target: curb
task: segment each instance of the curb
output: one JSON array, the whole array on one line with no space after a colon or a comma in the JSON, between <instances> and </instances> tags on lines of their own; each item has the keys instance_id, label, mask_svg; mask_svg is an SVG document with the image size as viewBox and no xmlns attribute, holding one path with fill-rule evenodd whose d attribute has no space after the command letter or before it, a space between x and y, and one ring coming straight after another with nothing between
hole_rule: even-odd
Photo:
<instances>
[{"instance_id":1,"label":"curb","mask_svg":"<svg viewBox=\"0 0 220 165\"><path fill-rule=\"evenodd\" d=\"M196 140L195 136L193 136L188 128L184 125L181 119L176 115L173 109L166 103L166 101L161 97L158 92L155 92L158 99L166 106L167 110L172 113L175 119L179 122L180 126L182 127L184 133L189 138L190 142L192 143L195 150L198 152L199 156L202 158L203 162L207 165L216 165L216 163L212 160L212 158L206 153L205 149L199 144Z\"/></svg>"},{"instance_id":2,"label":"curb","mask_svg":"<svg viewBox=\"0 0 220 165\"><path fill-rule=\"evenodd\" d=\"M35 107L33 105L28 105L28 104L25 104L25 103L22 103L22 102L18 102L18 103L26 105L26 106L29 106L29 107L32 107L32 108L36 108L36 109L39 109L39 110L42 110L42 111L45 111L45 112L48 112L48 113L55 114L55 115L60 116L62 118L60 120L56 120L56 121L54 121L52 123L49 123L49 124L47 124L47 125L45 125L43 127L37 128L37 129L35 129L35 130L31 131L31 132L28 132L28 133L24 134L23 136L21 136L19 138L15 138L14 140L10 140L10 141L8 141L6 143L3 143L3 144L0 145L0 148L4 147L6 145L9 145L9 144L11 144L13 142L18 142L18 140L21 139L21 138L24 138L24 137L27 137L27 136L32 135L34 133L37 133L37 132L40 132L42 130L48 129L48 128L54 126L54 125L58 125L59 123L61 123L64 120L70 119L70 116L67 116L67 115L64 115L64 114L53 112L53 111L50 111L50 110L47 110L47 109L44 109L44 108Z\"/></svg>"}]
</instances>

━━━━━━━━━━━━━━━━

TASK → Output every line of the data above as a Markdown table with two columns, Number and Content, numbering the rows and omitting blank lines.

SOLVED PROBLEM →
| Number | Content |
|---|---|
| 1 | target: curb |
| 2 | task: segment each instance of the curb |
| 3 | output: one JSON array, the whole array on one line with no space after a colon or a comma in the JSON, between <instances> and </instances> tags on lines of their own; each item has the keys instance_id, label, mask_svg; mask_svg is an SVG document with the image size as viewBox and no xmlns attribute, holding one path with fill-rule evenodd whose d attribute has no space after the command letter or before it, a space between x and y, and one ring coming straight after another with nothing between |
| 4 | hole_rule: even-odd |
| 5 | Photo: |
| 6 | <instances> |
| 7 | [{"instance_id":1,"label":"curb","mask_svg":"<svg viewBox=\"0 0 220 165\"><path fill-rule=\"evenodd\" d=\"M196 140L195 136L193 136L188 128L184 125L181 119L176 115L173 109L166 103L166 101L161 97L158 92L155 92L158 99L166 106L167 110L172 113L175 119L179 122L180 126L182 127L184 133L189 138L190 142L192 143L195 150L198 152L199 156L202 158L203 162L207 165L216 165L216 163L212 160L212 158L206 153L205 149L199 144Z\"/></svg>"},{"instance_id":2,"label":"curb","mask_svg":"<svg viewBox=\"0 0 220 165\"><path fill-rule=\"evenodd\" d=\"M35 107L33 105L28 105L28 104L25 104L25 103L22 103L22 102L18 102L18 103L26 105L26 106L29 106L29 107L32 107L32 108L36 108L36 109L39 109L39 110L42 110L42 111L45 111L45 112L48 112L48 113L55 114L55 115L60 116L62 118L60 120L56 120L56 121L54 121L52 123L49 123L49 124L47 124L47 125L45 125L43 127L37 128L37 129L35 129L35 130L31 131L31 132L28 132L28 133L24 134L23 136L21 136L19 138L15 138L14 140L10 140L10 141L8 141L6 143L3 143L3 144L0 145L0 148L4 147L6 145L9 145L9 144L11 144L13 142L18 142L18 140L21 139L21 138L24 138L24 137L27 137L27 136L32 135L34 133L37 133L37 132L40 132L42 130L48 129L48 128L54 126L54 125L58 125L59 123L61 123L64 120L70 119L70 116L67 116L67 115L64 115L64 114L53 112L53 111L50 111L50 110L47 110L47 109L44 109L44 108Z\"/></svg>"}] |
| 8 | </instances> |